*LESETEXT*.
··········
Mannheim. Martina Lenz und Chris Rihm sitzen auf einer Bank vor dem Thomashaus in Neuhermsheim. Immer wieder laufen Menschen an ihnen vorbei. Manche haben Koffer dabei, andere schlendern in Shirts über die Terrasse. Viele grüßen. Mal auf Ukrainisch, mal auf Deutsch - Rihm und Lenz sind sowohl Bewohnerinnen und Bewohnern als auch Angestellten im Haus bekannt. Seit die Erstanlaufstelle für Geflüchtete von der Jugendherberge ins Thomashaus umgezogen ist, verbringen die beiden hier viel Zeit: Das Duo koordiniert die Hilfe von Ehrenamtlichen.

Etwa 2800 Menschen aus der Ukraine hat Mannheim seit Beginn des Kriegs aufgenommen - offiziell. Tatsächlich dürfte die Zahl größer sein: Ukrainerinnen und Ukrainer müssen sich nicht offiziell anmelden und kommen oft privat unter. Um in Mannheim die Auswirkungen des Angriffs auf die Ukraine zu bewältigen, hat die Verwaltung von Anfang an auch auf ehrenamtliche Hilfe gesetzt - sei es bei der Aufnahme von Geflüchteten, bei der Betreuung oder auch beim Übersetzen. „Die größte Faszination am Ehrenamt ist, zu sehen, wie viele Menschen Hilfe anbieten“, sagt Lenz. „Es fasziniert mich, Menschen zu treffen und demütig zu erleben: ,Wow, was stemmt ihr alles’.“

Aufbau neuer Strukturen

Für beide ist das Ehrenamt fester Bestandteil ihres Alltags. Rihm arbeitet seit Jahren in der Notfallseelsorge und in der Kommunalpolitik. „Das Ehrenamt erfüllt alles, was die Gesellschaft ausmacht.“ Lenz, die sich als „Pragmatikerin“ bezeichnet, hat sich viele Jahre in der Schule ihrer Kinder engagiert und weltweit in Krisengebieten geholfen, etwa nach dem Erdbeben in Nepal oder dem Tsunami auf Sri Lanka. „Ich bin niemand, der nur motzt, sondern jemand, der sich aktiv beteiligen will, Dinge zu verbessern.“ Es motiviere sie, „wenn Menschen trotz Anstrengungen etwas erreichen“.

Welche Hilfe wird benötigt?

  • Lenz und Rihm bitten davon abzusehen, Sachspenden ohne Absprache zu bringen. Oft würden solche Spenden nicht mehr benötigt werden.
  • Neben abgesprochenen Sachspenden können Menschen zum Beispiel mit Fahrdiensten oder das Zeigen der Stadt, etwa mit der Straßenbahn, helfen. „Geflüchtete kommen aus der Selbstständigkeit, wollen dahin wieder zurück – aber sie brauchen eine erste Assistenz, die ihnen zeigt: ,So funktioniert Deutschland.’“, sagt Lenz. Auch Betreuung von Kindern ist eine Option, sich zu engagieren.
  • Unter 0177/242 89 74 können sich Interessierte über Spendenbedarf und Hilfsmöglichkeiten informieren.
··········
*BEREITGESTELLTE DATEN*.

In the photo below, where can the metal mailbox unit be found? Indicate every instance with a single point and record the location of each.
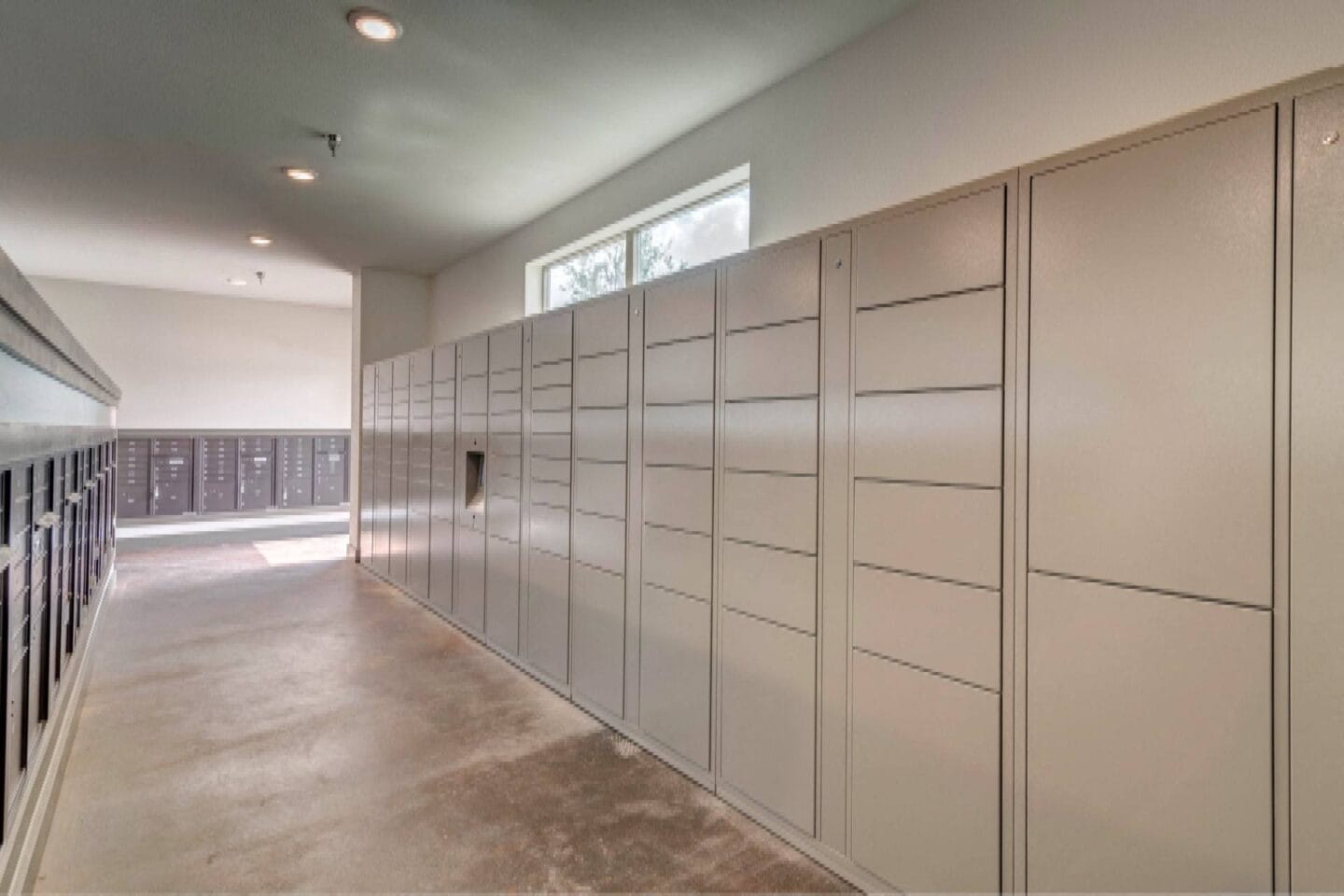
(769, 517)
··········
*ARBEITSAUFTRAG*.
Erläutern Sie anhand des Lesetextes in ein bis drei Sätzen, weshalb die tatsächliche Zahl der in Mannheim aufgenommenen Menschen aus der Ukraine größer sein dürfte als die offiziell genannten etwa 2800.

*LÖSUNG*.
Ukrainerinnen und Ukrainer müssen sich nicht offiziell anmelden und kommen oft privat unter. Daher sind nicht alle Geflüchteten in der offiziellen Zahl erfasst.